__Exercise brief__: Rewrite the stretch of the lines from the one containing "Identify the boy's sneaker" through the end of the lines as a two-column CSV with the headers input and output. Put each sentence and the coordinate pairs under it in a single row, with each field quoted and any line breaks turned into spaces.

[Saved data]

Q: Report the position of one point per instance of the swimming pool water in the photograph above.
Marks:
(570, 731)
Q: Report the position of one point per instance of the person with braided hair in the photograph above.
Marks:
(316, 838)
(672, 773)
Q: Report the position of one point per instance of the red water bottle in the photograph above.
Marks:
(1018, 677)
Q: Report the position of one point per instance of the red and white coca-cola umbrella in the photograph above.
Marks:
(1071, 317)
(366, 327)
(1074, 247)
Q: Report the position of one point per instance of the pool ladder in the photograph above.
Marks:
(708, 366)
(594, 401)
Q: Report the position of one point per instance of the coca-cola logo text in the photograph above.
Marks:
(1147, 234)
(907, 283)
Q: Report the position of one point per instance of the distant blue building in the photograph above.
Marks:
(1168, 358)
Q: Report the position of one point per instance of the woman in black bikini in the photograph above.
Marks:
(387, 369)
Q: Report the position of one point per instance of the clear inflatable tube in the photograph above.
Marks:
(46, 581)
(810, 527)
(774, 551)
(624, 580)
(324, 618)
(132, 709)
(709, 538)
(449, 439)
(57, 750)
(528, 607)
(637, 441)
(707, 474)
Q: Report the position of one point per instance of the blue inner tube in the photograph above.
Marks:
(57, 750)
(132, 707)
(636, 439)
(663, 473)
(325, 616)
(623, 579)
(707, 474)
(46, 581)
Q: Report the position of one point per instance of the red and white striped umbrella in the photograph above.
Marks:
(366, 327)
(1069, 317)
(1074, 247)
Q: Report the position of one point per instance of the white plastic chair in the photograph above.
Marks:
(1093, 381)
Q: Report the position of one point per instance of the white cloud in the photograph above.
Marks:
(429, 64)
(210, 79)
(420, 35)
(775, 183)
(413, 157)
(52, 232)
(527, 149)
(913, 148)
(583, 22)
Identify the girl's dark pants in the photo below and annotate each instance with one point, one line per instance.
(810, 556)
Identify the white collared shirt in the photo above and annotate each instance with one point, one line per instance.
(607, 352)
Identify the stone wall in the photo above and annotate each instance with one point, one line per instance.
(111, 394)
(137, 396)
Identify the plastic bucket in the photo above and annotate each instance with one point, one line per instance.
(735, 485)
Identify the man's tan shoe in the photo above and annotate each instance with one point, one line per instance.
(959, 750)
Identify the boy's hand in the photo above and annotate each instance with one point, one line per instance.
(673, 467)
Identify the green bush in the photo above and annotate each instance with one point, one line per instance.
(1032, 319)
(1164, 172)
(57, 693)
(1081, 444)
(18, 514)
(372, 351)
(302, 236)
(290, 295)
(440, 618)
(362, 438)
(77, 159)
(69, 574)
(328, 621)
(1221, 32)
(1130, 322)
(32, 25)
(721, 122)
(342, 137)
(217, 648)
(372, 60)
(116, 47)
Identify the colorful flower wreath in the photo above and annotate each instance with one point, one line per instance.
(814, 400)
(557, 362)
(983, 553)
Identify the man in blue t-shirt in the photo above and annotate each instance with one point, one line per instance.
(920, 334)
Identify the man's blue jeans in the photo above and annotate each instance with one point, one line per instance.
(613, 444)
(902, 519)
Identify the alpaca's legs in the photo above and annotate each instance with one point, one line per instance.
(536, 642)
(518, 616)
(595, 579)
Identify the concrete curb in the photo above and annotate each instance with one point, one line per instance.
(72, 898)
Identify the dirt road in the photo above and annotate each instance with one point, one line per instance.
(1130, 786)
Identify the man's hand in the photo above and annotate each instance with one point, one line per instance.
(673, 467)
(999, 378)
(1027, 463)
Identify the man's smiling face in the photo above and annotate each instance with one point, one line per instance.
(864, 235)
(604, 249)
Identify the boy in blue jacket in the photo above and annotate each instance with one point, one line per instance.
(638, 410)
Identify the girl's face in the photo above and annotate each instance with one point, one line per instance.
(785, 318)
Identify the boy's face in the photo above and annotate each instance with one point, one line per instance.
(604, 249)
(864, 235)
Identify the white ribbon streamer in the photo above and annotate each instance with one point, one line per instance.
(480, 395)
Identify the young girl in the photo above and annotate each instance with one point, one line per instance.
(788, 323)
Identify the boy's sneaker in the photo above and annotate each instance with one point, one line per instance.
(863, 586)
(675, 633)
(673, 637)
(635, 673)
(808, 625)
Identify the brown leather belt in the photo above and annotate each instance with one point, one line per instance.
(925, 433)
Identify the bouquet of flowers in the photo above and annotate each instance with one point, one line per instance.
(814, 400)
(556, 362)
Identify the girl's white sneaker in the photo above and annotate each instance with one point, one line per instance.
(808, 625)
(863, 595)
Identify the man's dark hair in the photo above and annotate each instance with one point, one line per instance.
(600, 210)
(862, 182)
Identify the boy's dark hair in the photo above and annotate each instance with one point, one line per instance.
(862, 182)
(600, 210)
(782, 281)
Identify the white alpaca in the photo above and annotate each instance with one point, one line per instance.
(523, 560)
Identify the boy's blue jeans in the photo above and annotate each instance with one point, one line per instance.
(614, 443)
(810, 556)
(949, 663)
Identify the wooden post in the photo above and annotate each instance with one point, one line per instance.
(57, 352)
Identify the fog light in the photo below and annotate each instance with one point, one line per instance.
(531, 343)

__Correct result__:
input,output
"Identify the boy's sneaker in the photo above and annotate each instance with one point, one line per instance.","(863, 586) (675, 633) (673, 637) (635, 673) (808, 625)"
"Identify the brown leather belt in the photo above and annotate each instance with one point, one line per instance.","(925, 433)"
"Identify the bouquet of flowers in the photo above and annotate each instance with one point, one line per instance.","(814, 400) (556, 362)"
"Identify the girl's white sneaker in the photo above and annotate each instance with one point, one line per instance.","(808, 625) (863, 595)"
"Identify the man's dark hair in the photo above and annotate each instance with one point, one line per instance.","(600, 210) (862, 182)"
"Identify the boy's dark hair in the photo above and annotate each instance with one point, one line per instance.","(862, 182) (600, 210) (782, 281)"
"Identify the white alpaca in the photo above and annotate each instance with one point, one line per instance.","(523, 560)"
"Identify the boy's blue jeans in the photo above and annotate each instance with one point, one line per instance.","(614, 443) (810, 556) (949, 663)"
"Identify the wooden post in the photo above and annotate each instance with one point, one line per instance.","(57, 352)"
"Identify the fog light in the photo below and annotate each instance with one point, one line per instance.","(531, 343)"